• Task instructions: Turn every line of the records below into a numbered list, leaving out any blank lines.

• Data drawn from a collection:
[Start]
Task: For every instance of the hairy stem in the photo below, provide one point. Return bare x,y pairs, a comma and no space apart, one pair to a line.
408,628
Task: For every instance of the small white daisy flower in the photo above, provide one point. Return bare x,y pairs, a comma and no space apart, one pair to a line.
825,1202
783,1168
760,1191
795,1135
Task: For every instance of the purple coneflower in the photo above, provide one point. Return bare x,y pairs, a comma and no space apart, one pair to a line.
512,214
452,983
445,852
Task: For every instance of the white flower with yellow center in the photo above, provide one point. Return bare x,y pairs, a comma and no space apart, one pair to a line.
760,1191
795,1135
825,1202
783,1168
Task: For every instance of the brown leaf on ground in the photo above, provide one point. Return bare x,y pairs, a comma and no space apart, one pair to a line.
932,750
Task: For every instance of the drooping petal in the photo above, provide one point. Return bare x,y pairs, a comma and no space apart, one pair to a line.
[End]
• Solution to this problem:
1. Task: For every instance of the hairy stem in the photo below, provide one point. Return bare x,y pairs, a comma and no space apart, one pair to a line.
2. 408,628
3. Task: For every instance of the small white daisy flower in the photo above, provide one point. Return bare x,y pairs, a comma and no space apart, one pair to a line.
4. 825,1202
5. 783,1168
6. 760,1191
7. 795,1135
8. Task: For every instance of the purple coneflower in the photo above, provide one point. Return bare x,y pairs, a comma and no space apart, one pair to a line.
9. 512,214
10. 452,983
11. 445,852
12. Task: For every instance of the white flower with yellow center in the photo above, provide one point. Return bare x,y pairs, a comma and no space apart, one pair to a line.
13. 760,1191
14. 795,1135
15. 825,1202
16. 783,1168
17. Task: For every instance of the brown leaf on ground in the photo above, provide one point. Return bare x,y pairs, a comma and no space apart, one pair to a line.
18. 932,750
19. Task: For every instance of the drooping petal in the photo above, provide one point. Return bare x,y pairs, a comma and no space apart, one pair to a line.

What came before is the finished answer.